→ **TEXTO DE LEITURA**:
+ + + + +
O fraco desempenho das empresas privadas que realizaram a gestão dos serviços de abastecimento de água e esgotamento sanitário na cidade de Manaus, durante as últimas duas décadas, expõe a incapacidade do mercado em corresponder às expectativas de eficiência e responsabilidade socioambiental.
Em Manaus, os grupos empresariais que assumiram a gestão dos serviços de água e esgoto têm oferecido à população serviços precários, promovendo os sentimentos de decepção e indignação. Esta reação popular é compreensível, na medida em que se nota que os elevados níveis de arrecadação do empreendimento, que chegam a R$ 1.676,74 bilhão de reais nos últimos 5 anos, são totalmente desproporcionais aos esforços de investimento no mesmo período, alcançando somente R$ 311,44 milhões de reais (SNIS 2017).
+ + + + +
→ **LISTAGEM FORNECIDA**:

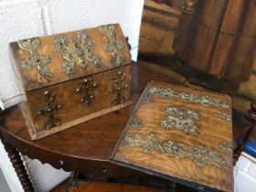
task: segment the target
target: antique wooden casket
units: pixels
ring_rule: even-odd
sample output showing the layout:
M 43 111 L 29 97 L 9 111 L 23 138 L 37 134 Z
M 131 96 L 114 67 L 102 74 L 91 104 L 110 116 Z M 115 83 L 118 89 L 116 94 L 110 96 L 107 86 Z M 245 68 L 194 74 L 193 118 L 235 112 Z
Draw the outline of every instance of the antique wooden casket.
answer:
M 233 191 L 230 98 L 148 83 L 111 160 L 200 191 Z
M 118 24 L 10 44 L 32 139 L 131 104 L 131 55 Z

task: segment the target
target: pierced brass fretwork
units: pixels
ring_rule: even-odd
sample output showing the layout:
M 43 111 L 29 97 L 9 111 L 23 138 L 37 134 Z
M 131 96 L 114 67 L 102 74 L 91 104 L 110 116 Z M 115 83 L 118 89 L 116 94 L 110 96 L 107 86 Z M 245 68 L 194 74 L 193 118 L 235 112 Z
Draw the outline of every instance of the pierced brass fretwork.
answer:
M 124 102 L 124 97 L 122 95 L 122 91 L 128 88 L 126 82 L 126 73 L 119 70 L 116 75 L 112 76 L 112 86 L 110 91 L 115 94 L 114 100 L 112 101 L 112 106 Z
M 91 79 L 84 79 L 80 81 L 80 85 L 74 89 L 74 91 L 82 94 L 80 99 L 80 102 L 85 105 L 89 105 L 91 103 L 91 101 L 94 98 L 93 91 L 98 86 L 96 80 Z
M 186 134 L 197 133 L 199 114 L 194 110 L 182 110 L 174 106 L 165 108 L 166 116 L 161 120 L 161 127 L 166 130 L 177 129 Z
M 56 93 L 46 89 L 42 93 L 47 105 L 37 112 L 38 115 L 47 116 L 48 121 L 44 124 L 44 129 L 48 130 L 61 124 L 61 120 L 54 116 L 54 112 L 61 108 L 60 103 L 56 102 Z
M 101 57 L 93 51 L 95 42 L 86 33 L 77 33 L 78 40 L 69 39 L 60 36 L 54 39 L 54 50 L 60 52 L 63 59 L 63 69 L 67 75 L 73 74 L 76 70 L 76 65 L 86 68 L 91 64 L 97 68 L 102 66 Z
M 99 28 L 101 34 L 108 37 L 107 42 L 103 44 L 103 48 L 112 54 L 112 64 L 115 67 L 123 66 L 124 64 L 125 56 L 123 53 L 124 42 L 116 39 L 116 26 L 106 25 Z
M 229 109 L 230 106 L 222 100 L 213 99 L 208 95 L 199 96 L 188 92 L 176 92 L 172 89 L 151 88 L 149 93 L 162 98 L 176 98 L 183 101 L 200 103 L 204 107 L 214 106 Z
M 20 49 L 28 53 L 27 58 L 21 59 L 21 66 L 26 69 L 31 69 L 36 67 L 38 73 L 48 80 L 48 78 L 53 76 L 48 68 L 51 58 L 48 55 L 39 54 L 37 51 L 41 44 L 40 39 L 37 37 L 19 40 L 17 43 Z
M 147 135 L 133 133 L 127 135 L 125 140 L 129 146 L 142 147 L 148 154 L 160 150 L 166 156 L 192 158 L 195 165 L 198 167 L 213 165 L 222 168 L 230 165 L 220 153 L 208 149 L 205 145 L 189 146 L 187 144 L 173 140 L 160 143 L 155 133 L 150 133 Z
+ + + + +
→ **TAREFAS A REALIZAR**:
A. Transcreva literalmente o trecho do texto sobre os serviços de água e esgoto em Manaus que vai de "Em Manaus, os" até "reais (SNIS 2017).".
B. Reproduza todas as linhas da listagem, do início até a linha que contém "M 233 191 L" (ambas incluídas), e nada mais, sem as imagens. Multiplique por 0,8 cada coordenada dos contornos marcados como resposta, arredondando para números inteiros com as metades para cima, e mantenha o restante inalterado.

→ **RESPOSTAS**:
A.
Em Manaus, os grupos empresariais que assumiram a gestão dos serviços de água e esgoto têm oferecido à população serviços precários, promovendo os sentimentos de decepção e indignação. Esta reação popular é compreensível, na medida em que se nota que os elevados níveis de arrecadação do empreendimento, que chegam a R$ 1.676,74 bilhão de reais nos últimos 5 anos, são totalmente desproporcionais aos esforços de investimento no mesmo período, alcançando somente R$ 311,44 milhões de reais (SNIS 2017).

B.
task: segment the target
target: antique wooden casket
units: pixels
ring_rule: even-odd
sample output showing the layout:
M 43 111 L 29 97 L 9 111 L 23 138 L 37 134 Z
M 131 96 L 114 67 L 102 74 L 91 104 L 110 116 Z M 115 83 L 118 89 L 116 94 L 110 96 L 107 86 Z M 245 68 L 194 74 L 193 118 L 235 112 Z
Draw the outline of every instance of the antique wooden casket.
answer:
M 186 153 L 184 78 L 118 66 L 89 128 L 160 153 Z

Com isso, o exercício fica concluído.